Exercise: Translate this sentence from the forum thread into Spanish: "I hope you find this Forum helpful."

Reading text:
+===+

Me and my mom were at home when some intruders break in to our house at night. They took us to our living room and tied me. There were six of them and they turned towards my mother. She was stripped naked and was raped by them for hours. They forced me to see her getting raped. They took naked photos of her.


Later they were caught and were severely punished. Its been 2 years now but its still hard for me to get pass that. I cant get it off my mind.

Please post some help for me regarding this.
 
Oh my goodness gaurav006, I am so very sorry to hear that you and your Mother went through something like that. I know you posted for help... but all I can do for you is say you are in a very safe place, and you will find good people in here to share your thoughts and feelings with. I am new to this site and I was welcomed with warm words.

There is a forum at the top of the list on the forms page for new people. Its called ( Introductions ) . You might have seen it already but just in case its there and thats where I went. I hope you find the help you need to overcome your struggle and best of luck on your journey. BIG HUGS!!!
 
Hi and welcome to the forum. I am so very sorry for what you and your mom endured. You came to the right place for safe help and support, it has helped me so much. My hope is that you will feel comfortable to share more of your story here and get it out of you. It is nice to meet you.
 
That is horrific. I am so very sorry. I imagine many would be left with all sorts of feelings on top of the horror. In some ways I think seeing someone else we love be hurt is worse than when it is ourselves as we feel even more powerless. These criminals know that of course.

Both you and your mother are safe now and I wish you healing. Don't let these animals win.
 
I am so sorry you and your Mum had to go through that, it is horrific.

I hope you find this Forum helpful. There's lots of great advice and support and lots of people who understand these horrendous trauma's.

I saw my little sister being abused, it is horrendous being helpless to stop it and have to watch.

My heart goes out to you.
 
I am sorry to hear this Gaurav. What steps are you considering to take?

You can see psychiatrist, any counselor. Do what makes you feel better and also initiate this all procedure only when you are in a ready position to move forward.

You can ask questions here and know you are in a place to receive good emotional support also.
 
I'm so sorry for you and especially for you mom....How cruel it is for her to have gone through with this and with life after.....Wouds of soul and mind needs helpful ways and time to heal.... Take care of yourself and your mom,she also needs your support....I'd like to recommend some self-help books for you for healing from PTSD,like <life after trauma>, <Healing from Trauma: A Survivor's Guide to Understanding Your Symptoms and Reclaiming Your Life >,etc. Godspeed.
 
Wow. That's about as bad a trauma hand as can be dealt. I'm shocked, saddened, and unbelievably sorry to hear that happened to you both.

+===+

[Stored items]
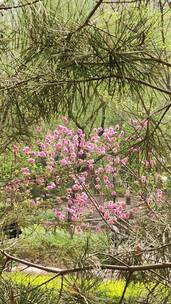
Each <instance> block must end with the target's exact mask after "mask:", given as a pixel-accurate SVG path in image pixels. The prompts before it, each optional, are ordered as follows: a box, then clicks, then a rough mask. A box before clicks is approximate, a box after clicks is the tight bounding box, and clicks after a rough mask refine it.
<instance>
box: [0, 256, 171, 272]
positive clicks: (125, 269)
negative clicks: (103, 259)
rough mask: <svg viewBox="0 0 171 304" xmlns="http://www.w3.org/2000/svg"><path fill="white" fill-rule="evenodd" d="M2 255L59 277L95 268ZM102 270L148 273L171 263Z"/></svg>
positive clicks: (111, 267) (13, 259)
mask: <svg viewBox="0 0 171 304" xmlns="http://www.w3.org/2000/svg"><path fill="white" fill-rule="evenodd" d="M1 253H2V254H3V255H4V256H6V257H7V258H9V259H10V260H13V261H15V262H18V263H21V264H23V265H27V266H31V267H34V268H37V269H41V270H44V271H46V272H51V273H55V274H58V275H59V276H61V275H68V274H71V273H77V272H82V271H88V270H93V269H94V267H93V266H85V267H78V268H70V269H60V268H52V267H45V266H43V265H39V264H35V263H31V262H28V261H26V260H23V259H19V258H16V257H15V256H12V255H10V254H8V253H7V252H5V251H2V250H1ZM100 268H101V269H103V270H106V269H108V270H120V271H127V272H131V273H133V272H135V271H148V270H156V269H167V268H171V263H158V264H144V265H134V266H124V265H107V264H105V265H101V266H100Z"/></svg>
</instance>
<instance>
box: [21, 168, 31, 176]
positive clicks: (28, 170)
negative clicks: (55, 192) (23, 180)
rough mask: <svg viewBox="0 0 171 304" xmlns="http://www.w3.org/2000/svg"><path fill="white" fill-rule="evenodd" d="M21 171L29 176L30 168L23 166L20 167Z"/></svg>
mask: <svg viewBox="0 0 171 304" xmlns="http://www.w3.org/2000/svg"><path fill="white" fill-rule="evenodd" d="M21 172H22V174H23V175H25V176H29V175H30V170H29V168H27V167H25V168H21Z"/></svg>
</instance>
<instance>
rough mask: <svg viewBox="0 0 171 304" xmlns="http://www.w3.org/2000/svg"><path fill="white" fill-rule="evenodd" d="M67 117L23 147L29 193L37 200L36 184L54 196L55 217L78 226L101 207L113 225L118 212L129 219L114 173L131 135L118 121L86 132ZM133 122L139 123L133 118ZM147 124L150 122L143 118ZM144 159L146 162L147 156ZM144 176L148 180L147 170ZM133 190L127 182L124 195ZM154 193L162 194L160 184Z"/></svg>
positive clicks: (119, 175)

+===+

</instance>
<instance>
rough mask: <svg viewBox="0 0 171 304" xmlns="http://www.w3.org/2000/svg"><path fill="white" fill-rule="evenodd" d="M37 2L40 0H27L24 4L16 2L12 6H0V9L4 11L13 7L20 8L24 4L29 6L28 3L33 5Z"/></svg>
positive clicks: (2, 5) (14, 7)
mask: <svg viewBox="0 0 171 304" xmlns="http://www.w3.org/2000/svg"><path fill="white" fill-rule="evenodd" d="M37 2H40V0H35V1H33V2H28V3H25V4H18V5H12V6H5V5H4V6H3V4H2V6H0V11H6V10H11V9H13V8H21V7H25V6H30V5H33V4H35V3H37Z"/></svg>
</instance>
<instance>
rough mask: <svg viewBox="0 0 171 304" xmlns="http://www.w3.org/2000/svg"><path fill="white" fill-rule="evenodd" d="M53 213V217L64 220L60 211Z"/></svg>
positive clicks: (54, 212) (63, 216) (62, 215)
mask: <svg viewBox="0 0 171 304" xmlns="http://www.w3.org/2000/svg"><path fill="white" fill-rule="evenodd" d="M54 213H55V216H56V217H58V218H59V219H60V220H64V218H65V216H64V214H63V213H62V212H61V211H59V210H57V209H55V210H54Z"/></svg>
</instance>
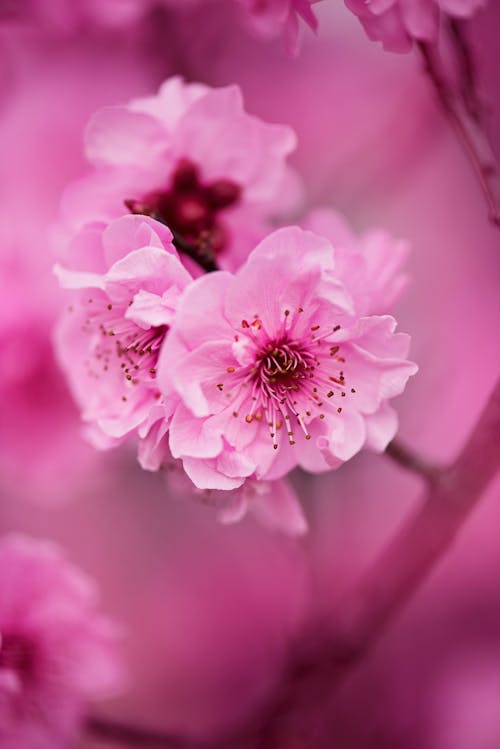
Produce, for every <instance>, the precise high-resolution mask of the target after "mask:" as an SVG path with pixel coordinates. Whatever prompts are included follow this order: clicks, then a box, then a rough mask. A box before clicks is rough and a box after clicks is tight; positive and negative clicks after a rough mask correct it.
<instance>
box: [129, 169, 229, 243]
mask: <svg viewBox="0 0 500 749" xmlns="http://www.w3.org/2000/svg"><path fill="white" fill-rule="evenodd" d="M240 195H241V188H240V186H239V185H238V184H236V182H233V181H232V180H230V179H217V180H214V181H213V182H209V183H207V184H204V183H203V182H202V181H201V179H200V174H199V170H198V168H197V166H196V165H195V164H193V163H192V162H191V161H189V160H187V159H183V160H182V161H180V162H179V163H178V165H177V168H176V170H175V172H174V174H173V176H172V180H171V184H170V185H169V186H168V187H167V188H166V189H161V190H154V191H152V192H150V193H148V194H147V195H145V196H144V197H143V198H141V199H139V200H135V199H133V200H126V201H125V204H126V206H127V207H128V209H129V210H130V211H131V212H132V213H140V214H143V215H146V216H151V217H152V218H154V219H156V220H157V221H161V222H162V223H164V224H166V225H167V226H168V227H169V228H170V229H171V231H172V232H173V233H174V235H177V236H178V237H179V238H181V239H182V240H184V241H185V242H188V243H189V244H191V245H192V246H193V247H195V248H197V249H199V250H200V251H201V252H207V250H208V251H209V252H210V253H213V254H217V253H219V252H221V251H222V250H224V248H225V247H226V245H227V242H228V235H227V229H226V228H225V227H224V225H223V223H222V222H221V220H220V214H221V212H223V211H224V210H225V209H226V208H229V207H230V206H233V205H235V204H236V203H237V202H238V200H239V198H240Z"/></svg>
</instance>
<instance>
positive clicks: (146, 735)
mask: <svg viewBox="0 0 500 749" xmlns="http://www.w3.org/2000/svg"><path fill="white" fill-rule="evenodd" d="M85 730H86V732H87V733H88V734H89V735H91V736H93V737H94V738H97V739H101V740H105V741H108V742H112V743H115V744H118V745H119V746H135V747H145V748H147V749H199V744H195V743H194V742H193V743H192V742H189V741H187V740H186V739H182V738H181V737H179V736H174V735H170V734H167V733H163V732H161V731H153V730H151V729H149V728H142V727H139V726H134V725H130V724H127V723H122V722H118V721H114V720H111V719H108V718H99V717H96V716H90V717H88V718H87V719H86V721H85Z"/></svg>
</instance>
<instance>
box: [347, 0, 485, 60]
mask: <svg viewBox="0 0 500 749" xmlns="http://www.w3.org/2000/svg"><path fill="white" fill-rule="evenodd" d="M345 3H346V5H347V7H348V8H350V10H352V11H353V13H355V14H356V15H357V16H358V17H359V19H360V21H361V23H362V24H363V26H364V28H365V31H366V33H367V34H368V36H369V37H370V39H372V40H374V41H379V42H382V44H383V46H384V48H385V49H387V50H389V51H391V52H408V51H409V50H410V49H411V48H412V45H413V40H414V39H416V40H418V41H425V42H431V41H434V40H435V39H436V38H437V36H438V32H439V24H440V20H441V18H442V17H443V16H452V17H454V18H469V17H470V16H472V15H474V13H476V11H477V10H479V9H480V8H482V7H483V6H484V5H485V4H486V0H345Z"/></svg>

+===+

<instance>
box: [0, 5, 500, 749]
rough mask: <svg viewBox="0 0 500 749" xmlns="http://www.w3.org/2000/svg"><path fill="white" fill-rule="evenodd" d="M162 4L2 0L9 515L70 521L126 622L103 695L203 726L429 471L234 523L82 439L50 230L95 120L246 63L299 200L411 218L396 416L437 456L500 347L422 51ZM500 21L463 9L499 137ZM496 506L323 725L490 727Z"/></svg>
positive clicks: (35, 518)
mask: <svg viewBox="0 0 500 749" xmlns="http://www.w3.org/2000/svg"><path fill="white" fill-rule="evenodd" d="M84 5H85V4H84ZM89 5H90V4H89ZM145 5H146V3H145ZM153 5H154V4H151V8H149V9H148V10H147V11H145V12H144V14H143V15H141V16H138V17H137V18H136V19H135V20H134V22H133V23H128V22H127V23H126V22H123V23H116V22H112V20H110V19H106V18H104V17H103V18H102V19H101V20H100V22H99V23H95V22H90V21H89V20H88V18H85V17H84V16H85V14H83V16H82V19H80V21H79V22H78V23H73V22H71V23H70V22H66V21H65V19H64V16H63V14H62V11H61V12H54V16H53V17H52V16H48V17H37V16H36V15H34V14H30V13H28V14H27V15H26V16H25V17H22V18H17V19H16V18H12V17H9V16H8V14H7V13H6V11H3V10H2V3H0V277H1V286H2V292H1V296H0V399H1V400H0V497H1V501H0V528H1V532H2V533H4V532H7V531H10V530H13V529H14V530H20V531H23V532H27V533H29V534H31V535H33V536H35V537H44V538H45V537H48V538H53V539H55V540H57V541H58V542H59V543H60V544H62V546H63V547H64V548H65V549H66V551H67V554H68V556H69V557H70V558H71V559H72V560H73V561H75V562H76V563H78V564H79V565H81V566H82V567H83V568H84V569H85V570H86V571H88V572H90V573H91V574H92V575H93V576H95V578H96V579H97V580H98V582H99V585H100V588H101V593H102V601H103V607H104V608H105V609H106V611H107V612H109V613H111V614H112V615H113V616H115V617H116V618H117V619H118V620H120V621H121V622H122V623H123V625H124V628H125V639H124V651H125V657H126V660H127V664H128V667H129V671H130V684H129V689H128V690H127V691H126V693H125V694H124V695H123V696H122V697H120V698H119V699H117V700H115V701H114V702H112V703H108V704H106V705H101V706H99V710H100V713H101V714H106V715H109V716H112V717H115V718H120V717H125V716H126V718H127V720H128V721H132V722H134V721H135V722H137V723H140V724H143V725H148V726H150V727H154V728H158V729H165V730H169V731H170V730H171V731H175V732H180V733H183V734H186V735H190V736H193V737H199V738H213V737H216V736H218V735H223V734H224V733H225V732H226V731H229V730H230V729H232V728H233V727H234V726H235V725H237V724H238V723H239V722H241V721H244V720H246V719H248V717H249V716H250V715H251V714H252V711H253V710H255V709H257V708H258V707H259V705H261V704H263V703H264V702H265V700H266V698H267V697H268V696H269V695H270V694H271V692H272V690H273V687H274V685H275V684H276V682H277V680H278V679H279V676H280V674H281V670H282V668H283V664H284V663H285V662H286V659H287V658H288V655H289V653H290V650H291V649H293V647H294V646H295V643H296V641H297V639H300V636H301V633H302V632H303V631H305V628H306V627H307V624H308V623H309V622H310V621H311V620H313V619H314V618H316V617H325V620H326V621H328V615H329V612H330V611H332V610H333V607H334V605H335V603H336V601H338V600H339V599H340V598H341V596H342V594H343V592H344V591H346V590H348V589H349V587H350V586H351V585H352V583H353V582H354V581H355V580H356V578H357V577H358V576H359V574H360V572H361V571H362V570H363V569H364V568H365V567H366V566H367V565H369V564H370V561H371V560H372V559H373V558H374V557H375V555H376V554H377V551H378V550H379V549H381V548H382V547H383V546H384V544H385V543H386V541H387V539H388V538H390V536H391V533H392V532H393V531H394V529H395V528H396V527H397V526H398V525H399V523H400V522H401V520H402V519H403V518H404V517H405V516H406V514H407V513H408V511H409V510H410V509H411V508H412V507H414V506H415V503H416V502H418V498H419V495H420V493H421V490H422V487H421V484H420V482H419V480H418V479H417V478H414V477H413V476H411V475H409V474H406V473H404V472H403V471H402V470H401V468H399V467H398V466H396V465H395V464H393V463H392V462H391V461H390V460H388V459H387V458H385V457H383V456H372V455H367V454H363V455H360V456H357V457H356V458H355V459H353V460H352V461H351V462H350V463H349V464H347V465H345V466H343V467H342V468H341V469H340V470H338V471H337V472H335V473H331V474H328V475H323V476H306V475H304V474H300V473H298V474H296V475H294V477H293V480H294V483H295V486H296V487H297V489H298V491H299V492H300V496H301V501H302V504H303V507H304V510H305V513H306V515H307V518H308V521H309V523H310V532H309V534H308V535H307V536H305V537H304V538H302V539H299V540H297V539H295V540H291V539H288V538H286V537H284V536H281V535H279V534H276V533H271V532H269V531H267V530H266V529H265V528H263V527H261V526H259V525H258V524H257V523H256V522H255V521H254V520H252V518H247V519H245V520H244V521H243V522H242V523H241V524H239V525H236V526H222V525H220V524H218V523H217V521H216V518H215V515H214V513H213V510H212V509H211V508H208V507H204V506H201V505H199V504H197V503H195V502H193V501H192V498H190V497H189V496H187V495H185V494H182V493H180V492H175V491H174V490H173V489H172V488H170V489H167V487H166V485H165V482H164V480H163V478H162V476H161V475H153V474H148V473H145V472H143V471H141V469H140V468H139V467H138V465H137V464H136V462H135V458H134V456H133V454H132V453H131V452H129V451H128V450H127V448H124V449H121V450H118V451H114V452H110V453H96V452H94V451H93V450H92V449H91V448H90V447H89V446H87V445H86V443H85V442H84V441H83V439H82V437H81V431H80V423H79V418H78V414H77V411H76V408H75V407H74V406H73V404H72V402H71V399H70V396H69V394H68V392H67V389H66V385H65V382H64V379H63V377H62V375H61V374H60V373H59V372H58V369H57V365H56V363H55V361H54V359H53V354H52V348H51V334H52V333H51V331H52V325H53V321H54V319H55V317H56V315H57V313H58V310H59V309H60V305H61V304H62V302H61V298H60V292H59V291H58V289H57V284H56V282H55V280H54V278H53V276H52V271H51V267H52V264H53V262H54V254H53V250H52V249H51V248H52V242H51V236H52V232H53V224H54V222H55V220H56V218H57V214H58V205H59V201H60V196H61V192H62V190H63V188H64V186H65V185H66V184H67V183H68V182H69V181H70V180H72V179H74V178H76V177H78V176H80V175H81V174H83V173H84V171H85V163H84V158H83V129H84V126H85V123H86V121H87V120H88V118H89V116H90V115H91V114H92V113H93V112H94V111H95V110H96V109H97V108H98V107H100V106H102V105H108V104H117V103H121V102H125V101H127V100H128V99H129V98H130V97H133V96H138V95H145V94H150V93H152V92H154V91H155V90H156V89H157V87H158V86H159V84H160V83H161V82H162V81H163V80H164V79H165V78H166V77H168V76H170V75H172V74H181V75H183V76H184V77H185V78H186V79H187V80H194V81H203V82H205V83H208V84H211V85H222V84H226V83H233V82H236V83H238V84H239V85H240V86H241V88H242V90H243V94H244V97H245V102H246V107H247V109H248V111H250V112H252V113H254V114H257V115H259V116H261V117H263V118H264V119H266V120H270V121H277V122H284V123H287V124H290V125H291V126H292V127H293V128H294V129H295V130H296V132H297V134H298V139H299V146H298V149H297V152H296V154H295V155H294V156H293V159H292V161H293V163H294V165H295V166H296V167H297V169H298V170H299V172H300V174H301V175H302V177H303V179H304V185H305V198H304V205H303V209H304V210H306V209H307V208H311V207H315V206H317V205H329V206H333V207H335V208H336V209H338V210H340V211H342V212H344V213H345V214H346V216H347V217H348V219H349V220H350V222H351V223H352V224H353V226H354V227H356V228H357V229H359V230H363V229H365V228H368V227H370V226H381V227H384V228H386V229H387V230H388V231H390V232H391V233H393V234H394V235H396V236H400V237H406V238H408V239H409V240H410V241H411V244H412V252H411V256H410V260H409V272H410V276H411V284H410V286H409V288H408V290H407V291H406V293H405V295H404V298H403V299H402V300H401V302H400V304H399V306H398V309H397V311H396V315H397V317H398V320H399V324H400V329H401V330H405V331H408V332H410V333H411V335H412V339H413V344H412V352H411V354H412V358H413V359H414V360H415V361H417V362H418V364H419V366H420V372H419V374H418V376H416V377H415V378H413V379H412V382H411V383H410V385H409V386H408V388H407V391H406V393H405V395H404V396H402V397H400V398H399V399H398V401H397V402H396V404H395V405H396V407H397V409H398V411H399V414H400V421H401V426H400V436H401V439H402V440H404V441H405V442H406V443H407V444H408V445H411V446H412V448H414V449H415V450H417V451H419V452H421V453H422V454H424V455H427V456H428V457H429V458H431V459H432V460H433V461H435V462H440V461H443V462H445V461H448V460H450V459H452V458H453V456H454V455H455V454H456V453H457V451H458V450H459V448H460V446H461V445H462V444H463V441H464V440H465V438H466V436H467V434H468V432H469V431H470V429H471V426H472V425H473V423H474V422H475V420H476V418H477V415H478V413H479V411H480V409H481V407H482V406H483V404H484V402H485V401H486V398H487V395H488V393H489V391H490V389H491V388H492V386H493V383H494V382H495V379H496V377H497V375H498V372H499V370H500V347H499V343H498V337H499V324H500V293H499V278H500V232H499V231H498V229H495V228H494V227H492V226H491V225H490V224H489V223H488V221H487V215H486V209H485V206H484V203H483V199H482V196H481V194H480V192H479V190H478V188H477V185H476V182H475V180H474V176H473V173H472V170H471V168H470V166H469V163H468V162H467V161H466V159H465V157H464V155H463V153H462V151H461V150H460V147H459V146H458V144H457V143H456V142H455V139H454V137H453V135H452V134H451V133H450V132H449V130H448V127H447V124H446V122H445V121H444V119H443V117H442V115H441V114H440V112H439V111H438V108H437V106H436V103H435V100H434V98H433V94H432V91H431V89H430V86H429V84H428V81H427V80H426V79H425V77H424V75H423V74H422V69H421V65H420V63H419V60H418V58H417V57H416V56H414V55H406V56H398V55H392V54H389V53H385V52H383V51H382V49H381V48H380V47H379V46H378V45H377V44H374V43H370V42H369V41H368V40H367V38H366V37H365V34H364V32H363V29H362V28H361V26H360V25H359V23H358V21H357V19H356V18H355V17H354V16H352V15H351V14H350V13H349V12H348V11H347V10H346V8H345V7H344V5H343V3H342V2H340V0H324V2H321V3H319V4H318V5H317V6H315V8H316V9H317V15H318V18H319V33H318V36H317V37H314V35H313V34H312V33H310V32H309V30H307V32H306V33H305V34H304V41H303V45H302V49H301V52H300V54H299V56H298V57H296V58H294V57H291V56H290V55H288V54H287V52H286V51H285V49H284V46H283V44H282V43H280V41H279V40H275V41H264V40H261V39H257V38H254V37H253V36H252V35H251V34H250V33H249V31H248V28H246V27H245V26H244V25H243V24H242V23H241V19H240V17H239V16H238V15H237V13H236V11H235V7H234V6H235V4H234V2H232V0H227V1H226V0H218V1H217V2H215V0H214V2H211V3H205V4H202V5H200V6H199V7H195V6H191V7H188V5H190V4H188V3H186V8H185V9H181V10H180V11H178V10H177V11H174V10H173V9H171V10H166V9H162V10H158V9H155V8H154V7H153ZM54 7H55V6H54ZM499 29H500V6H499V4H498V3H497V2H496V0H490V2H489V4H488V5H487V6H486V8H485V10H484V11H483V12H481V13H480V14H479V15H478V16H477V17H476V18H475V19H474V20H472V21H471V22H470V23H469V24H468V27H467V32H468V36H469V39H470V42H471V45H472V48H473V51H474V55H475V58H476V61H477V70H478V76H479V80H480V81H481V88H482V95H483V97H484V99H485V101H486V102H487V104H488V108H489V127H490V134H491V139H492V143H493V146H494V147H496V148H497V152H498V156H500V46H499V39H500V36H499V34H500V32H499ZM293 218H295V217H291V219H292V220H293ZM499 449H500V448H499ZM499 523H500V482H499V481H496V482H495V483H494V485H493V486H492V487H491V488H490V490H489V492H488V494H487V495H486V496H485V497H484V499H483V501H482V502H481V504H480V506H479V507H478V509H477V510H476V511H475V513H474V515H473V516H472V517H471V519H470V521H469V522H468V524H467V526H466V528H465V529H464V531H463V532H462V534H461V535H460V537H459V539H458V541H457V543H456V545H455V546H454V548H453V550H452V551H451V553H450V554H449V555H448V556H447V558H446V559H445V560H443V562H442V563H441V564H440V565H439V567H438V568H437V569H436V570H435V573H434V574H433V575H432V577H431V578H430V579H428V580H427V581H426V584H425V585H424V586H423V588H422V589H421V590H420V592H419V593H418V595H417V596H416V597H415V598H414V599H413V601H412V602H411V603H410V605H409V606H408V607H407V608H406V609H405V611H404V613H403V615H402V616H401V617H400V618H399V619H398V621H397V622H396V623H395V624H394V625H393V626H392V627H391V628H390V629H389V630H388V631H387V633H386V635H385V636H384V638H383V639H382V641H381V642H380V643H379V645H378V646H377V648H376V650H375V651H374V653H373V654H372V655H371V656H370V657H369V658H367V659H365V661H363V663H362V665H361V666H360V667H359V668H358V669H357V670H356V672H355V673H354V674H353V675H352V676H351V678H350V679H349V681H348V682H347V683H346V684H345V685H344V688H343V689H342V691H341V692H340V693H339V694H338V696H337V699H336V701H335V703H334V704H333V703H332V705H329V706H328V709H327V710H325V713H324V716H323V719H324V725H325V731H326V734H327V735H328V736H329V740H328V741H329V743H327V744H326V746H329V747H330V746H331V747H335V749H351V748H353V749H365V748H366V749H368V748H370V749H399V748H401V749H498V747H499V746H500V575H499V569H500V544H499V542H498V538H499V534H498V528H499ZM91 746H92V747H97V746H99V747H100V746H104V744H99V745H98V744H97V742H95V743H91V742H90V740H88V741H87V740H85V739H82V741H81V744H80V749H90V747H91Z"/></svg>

+===+

Finished task: Espero que este foro te resulte útil.